TASK DESCRIPTION: Each entry has to be copied exactly, with nothing missed.

Dataset excerpts:

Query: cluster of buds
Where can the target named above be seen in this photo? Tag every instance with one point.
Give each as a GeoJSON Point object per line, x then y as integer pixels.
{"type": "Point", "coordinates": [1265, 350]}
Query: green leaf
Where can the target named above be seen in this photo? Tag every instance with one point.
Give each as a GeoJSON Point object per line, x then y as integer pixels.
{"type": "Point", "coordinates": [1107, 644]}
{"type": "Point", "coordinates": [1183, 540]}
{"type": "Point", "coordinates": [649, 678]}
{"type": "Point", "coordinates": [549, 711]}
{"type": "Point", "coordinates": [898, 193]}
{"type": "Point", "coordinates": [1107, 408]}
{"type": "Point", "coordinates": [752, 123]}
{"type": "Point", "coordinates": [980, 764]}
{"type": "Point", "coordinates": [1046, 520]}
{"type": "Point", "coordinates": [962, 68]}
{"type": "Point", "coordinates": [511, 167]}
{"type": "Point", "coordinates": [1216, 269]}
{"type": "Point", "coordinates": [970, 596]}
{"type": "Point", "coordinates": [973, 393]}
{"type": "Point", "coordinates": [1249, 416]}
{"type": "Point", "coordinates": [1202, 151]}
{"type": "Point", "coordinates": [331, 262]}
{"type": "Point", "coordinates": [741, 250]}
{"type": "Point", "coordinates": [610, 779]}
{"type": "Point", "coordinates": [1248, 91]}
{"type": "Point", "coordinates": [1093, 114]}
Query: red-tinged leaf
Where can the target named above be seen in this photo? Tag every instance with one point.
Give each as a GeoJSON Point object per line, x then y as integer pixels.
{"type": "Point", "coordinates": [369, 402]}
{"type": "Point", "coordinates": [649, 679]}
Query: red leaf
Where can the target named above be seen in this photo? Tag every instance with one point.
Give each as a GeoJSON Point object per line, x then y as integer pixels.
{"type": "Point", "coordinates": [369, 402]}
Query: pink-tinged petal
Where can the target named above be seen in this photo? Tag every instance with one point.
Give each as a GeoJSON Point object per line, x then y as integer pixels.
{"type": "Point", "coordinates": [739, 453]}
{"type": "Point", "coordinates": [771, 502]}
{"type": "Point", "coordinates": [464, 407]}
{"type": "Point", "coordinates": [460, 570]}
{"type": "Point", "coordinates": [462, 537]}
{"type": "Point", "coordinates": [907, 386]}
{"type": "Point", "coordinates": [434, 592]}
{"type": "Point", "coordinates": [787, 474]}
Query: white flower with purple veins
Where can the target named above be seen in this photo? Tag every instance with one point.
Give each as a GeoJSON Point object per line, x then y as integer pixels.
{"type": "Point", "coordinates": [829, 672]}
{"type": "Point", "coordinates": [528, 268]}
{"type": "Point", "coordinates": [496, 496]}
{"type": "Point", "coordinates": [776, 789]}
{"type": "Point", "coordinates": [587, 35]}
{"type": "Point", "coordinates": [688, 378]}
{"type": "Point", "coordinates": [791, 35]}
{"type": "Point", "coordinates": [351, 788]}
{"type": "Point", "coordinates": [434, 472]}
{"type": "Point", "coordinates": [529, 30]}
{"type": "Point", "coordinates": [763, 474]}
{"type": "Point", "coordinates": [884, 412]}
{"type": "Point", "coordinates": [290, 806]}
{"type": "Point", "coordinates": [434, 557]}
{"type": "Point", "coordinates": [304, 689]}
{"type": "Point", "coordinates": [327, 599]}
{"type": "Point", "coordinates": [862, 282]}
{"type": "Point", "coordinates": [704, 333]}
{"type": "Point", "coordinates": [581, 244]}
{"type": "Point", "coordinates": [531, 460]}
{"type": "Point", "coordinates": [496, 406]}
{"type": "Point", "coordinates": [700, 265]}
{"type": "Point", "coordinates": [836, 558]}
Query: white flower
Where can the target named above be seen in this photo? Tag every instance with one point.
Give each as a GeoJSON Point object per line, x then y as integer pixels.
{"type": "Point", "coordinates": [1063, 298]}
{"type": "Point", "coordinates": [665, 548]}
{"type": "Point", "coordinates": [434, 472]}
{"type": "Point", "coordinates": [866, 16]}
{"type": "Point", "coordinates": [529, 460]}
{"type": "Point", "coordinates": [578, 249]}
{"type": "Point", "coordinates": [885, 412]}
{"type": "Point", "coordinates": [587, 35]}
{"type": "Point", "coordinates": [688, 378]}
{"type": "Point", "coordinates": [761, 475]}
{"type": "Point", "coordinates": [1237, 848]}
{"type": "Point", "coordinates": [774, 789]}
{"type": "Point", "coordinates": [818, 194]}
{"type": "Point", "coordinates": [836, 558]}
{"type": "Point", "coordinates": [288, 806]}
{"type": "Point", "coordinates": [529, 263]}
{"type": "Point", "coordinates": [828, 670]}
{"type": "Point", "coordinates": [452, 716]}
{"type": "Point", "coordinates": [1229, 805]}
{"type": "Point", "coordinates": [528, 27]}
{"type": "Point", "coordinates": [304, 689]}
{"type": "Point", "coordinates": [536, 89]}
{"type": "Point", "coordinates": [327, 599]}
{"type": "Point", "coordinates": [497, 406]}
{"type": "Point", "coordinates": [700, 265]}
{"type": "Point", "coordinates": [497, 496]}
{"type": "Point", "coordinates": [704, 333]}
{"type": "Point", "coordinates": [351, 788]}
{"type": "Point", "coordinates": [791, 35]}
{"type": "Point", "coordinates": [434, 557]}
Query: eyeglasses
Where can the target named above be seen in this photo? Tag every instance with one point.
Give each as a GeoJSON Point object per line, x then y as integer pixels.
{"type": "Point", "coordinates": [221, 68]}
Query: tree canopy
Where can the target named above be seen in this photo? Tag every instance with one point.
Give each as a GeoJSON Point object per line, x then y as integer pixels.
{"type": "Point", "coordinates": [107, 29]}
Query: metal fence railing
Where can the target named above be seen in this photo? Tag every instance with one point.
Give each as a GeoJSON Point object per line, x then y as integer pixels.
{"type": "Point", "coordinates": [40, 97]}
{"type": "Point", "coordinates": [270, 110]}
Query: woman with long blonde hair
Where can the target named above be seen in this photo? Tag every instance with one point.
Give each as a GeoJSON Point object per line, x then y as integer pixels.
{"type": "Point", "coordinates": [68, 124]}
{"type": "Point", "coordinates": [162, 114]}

ANSWER FOR THE TASK:
Query: cluster of buds
Where can the target named above be seen in this photo? Tag every instance with one point.
Give each as a GeoJSON Point object per line, x then y as integer pixels.
{"type": "Point", "coordinates": [1265, 350]}
Query: green leaf
Where can the target named above be seen in this photo? Tag every instance with one point.
Give each as a GeoJSON Point object per line, x then y as integer pixels.
{"type": "Point", "coordinates": [1107, 644]}
{"type": "Point", "coordinates": [1183, 540]}
{"type": "Point", "coordinates": [649, 678]}
{"type": "Point", "coordinates": [549, 711]}
{"type": "Point", "coordinates": [898, 193]}
{"type": "Point", "coordinates": [1107, 408]}
{"type": "Point", "coordinates": [752, 123]}
{"type": "Point", "coordinates": [980, 764]}
{"type": "Point", "coordinates": [1046, 520]}
{"type": "Point", "coordinates": [962, 68]}
{"type": "Point", "coordinates": [511, 167]}
{"type": "Point", "coordinates": [1216, 269]}
{"type": "Point", "coordinates": [970, 596]}
{"type": "Point", "coordinates": [973, 393]}
{"type": "Point", "coordinates": [1249, 416]}
{"type": "Point", "coordinates": [1202, 151]}
{"type": "Point", "coordinates": [331, 262]}
{"type": "Point", "coordinates": [741, 250]}
{"type": "Point", "coordinates": [610, 779]}
{"type": "Point", "coordinates": [1248, 91]}
{"type": "Point", "coordinates": [1093, 114]}
Query: red-tinged leaf
Where can the target named above be seen in this photo? Tag every instance with one point.
Give each as a GeoJSON Point object per line, x then y as integer pixels.
{"type": "Point", "coordinates": [369, 402]}
{"type": "Point", "coordinates": [649, 679]}
Query: red leaf
Where can the target named above be seen in this photo? Tag every instance with one point.
Give each as a GeoJSON Point object per line, x then y as integer pixels.
{"type": "Point", "coordinates": [369, 402]}
Query: pink-tinged petal
Where can the target named above be seen in this photo? Tag every instance with one point.
Give each as a GeoJSON Point object per line, x then y as integer pixels.
{"type": "Point", "coordinates": [739, 453]}
{"type": "Point", "coordinates": [771, 502]}
{"type": "Point", "coordinates": [464, 407]}
{"type": "Point", "coordinates": [460, 570]}
{"type": "Point", "coordinates": [462, 537]}
{"type": "Point", "coordinates": [907, 386]}
{"type": "Point", "coordinates": [434, 592]}
{"type": "Point", "coordinates": [787, 474]}
Query: white flower with purple veins
Where can the target named above be seen in this photo? Tag every instance with one point.
Give each as a GeoJSON Point object per line, x then y as integer pixels.
{"type": "Point", "coordinates": [829, 672]}
{"type": "Point", "coordinates": [528, 268]}
{"type": "Point", "coordinates": [496, 496]}
{"type": "Point", "coordinates": [776, 789]}
{"type": "Point", "coordinates": [587, 35]}
{"type": "Point", "coordinates": [688, 378]}
{"type": "Point", "coordinates": [791, 35]}
{"type": "Point", "coordinates": [351, 788]}
{"type": "Point", "coordinates": [434, 472]}
{"type": "Point", "coordinates": [529, 30]}
{"type": "Point", "coordinates": [763, 474]}
{"type": "Point", "coordinates": [884, 412]}
{"type": "Point", "coordinates": [290, 806]}
{"type": "Point", "coordinates": [434, 557]}
{"type": "Point", "coordinates": [304, 689]}
{"type": "Point", "coordinates": [327, 599]}
{"type": "Point", "coordinates": [862, 282]}
{"type": "Point", "coordinates": [704, 333]}
{"type": "Point", "coordinates": [581, 244]}
{"type": "Point", "coordinates": [531, 460]}
{"type": "Point", "coordinates": [496, 406]}
{"type": "Point", "coordinates": [700, 265]}
{"type": "Point", "coordinates": [836, 558]}
Query: white flower
Where can the target named above be seen in this photo? Tag every instance with one point.
Give each as a GeoJSON Point object per line, x then y as integer pixels.
{"type": "Point", "coordinates": [1063, 298]}
{"type": "Point", "coordinates": [665, 548]}
{"type": "Point", "coordinates": [434, 472]}
{"type": "Point", "coordinates": [866, 16]}
{"type": "Point", "coordinates": [529, 460]}
{"type": "Point", "coordinates": [578, 249]}
{"type": "Point", "coordinates": [885, 412]}
{"type": "Point", "coordinates": [587, 35]}
{"type": "Point", "coordinates": [688, 378]}
{"type": "Point", "coordinates": [761, 475]}
{"type": "Point", "coordinates": [1237, 848]}
{"type": "Point", "coordinates": [774, 789]}
{"type": "Point", "coordinates": [818, 194]}
{"type": "Point", "coordinates": [836, 558]}
{"type": "Point", "coordinates": [288, 806]}
{"type": "Point", "coordinates": [529, 263]}
{"type": "Point", "coordinates": [828, 670]}
{"type": "Point", "coordinates": [452, 716]}
{"type": "Point", "coordinates": [1229, 805]}
{"type": "Point", "coordinates": [528, 27]}
{"type": "Point", "coordinates": [304, 689]}
{"type": "Point", "coordinates": [536, 89]}
{"type": "Point", "coordinates": [327, 599]}
{"type": "Point", "coordinates": [497, 406]}
{"type": "Point", "coordinates": [700, 265]}
{"type": "Point", "coordinates": [497, 496]}
{"type": "Point", "coordinates": [704, 333]}
{"type": "Point", "coordinates": [351, 788]}
{"type": "Point", "coordinates": [791, 35]}
{"type": "Point", "coordinates": [434, 557]}
Query: eyeglasses
Where can the target named above be seen in this photo? Tag every instance with one point.
Give each as a GeoJSON Point object per line, x then y as integer pixels.
{"type": "Point", "coordinates": [221, 68]}
Query: tree canopy
Where can the target named above be seen in this photo? Tag every instance with one point.
Give each as a GeoJSON Point object per line, x then y as integer pixels.
{"type": "Point", "coordinates": [107, 29]}
Query: metal fence railing
Where can the target named above be seen in this photo? Tag every instance with one point.
Give each as a GeoJSON Point object per line, x then y as integer pixels.
{"type": "Point", "coordinates": [40, 97]}
{"type": "Point", "coordinates": [270, 110]}
Query: woman with long blonde hair
Where can the target named above be seen in this photo? Tag every instance with one point.
Give each as a GeoJSON Point object per line, x then y as integer pixels.
{"type": "Point", "coordinates": [68, 124]}
{"type": "Point", "coordinates": [162, 114]}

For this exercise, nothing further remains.